Monkey, 8, really does seem to adore her big sister Bunny, 13.
She loves to spend time with her, she looks up to her.
Sometimes you might not know that though.
Tonight, Cabana Boy and I came in from running errands, and as usual, before I am even in the door properly, Monkey starts to ask me for something.
This time it was a snack.
Okay fine, but I did ask her why she was asking me for one right now, instead of asking Bunny for something before we got home.
And yes, I was mildly irritated, because it felt like a bedtime delaying tactic - so Monkey went into deflection mode, using her patented huge-eyes-in-troubled-expression technique.
"I did ask Bunny but she said that I had already had a popsicle after dinner." It is hard to describe the way she uses her voice, if you are not used to it, you really believe that she has been hard done by. Even now, I still am sometimes halfway taken in.
Turning to Bunny, I demand to know why she did not feed this poor small child, who has already known too much deprivation.
Bunny is stunned - "uh, I did say that about the popsicle but I was just reminding her of it and then I asked her if she was hungry and she just sort of wandered away...so I didn't think it was a big deal!".
My stomach starts to churn and Monkey can see it in my face -
"Oh!" She says hurriedly, "I guess I didn't hear you Bunny! Next time I will listen more carefully!" and then she tries to slide out of the room.
This is one of the hardest things to know how to deal with when it comes to my youngest.
It takes me a while to recover from, I wish it didn't but it does.
Mostly I try to be calm and describe exactly why I am upset and be clear that she understands what I found to be wrong.
I also try and be just as clear about all of the things that she does right. Unfortunately, it is the annoying and upsetting stuff that seems to take centre stage.
Unlearning how to be manipulative will just take time.
Buddy has a thing about shoes.
Last summer when they first came, I bought them both sandal type shoes and running shoes of their choice, at our local little department store.
When they wanted the trendy crocs a month later, I had them use their own money (future allowances) to buy them.
The deal here is, Mom and Dad will buy you shoes when you outgrow them or they are worn out and if you want any others, well - that is why we give out an allowance.

INSTRUCTIONS –
• 1. Can you reproduce the passage of the family blog post between "Mostly I try" and "little department store.", inclusive?
• 2. What comes next in the family blog post about Monkey, Bunny and Buddy? Continue it from the point where it stops.

(Items in a dataset)
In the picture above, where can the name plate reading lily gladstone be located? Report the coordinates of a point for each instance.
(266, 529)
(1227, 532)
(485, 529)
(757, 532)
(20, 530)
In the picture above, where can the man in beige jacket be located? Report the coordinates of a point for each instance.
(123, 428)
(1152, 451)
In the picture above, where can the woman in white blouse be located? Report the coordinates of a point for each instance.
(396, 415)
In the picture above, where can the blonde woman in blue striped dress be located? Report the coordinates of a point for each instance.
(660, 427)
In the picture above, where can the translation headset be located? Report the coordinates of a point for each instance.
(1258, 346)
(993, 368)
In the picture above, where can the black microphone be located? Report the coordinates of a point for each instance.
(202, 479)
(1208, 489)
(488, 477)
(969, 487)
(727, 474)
---
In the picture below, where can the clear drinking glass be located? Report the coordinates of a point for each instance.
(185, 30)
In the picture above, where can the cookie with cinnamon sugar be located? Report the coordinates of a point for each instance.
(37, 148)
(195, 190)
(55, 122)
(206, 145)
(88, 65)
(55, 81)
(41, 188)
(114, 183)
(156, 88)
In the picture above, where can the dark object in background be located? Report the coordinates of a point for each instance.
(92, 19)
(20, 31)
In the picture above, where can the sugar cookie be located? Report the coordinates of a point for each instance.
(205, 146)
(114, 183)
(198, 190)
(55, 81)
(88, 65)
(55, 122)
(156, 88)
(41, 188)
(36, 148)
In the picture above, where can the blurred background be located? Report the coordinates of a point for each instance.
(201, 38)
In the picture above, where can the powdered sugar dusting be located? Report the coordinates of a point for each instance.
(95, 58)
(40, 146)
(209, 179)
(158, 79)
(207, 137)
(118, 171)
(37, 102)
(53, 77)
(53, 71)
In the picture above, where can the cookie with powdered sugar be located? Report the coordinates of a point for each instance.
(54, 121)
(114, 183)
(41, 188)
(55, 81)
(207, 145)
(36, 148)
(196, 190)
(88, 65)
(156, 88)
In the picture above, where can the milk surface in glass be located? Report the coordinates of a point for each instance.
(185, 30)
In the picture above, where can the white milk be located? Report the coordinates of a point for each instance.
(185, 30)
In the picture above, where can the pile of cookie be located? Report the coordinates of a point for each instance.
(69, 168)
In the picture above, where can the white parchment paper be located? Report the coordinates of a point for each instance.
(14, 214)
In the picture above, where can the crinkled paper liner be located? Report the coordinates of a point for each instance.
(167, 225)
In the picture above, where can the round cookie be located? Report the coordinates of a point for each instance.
==
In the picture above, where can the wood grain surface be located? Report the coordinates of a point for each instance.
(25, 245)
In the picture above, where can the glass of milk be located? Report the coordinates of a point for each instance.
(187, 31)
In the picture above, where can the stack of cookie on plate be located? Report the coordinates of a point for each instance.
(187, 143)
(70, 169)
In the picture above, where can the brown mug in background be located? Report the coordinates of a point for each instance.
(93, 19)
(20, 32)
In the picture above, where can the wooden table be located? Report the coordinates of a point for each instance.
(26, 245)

EXPECTED OUTPUTS –
• 1.
Mostly I try to be calm and describe exactly why I am upset and be clear that she understands what I found to be wrong.
I also try and be just as clear about all of the things that she does right. Unfortunately, it is the annoying and upsetting stuff that seems to take centre stage.
Unlearning how to be manipulative will just take time.
Buddy has a thing about shoes.
Last summer when they first came, I bought them both sandal type shoes and running shoes of their choice, at our local little department store.

• 2.
So in the fall, when he needed a slightly bigger size sneaker, I bought him a pair, again he was there for the choosing etc. Then in the spring, Monkey needed new sneakers, hers were actually so small they were cramping her toes up.
That is when things went a little crazy.
As soon as we hit the store to buy them, Buddy started going on about how much he needed a new pair, how worn out his shoes were.
I looked at them, they were fine, yes their was a tiny, pencil eraser size hole in the side of one, but they fit and would be great to "wear out" over the summer, I explained this and said no.
He was really unhappy and sulky at the time and then over the next weeks, I noticed he was not wearing his sneakers at all, ever, always the crocs, which aren't always that appropriate, like at church or on a chilly or wet day.
When I asked him about it, he would get sulky again and describe how horrible his shoes were and pick at the hole in the side of them as he showed them to me.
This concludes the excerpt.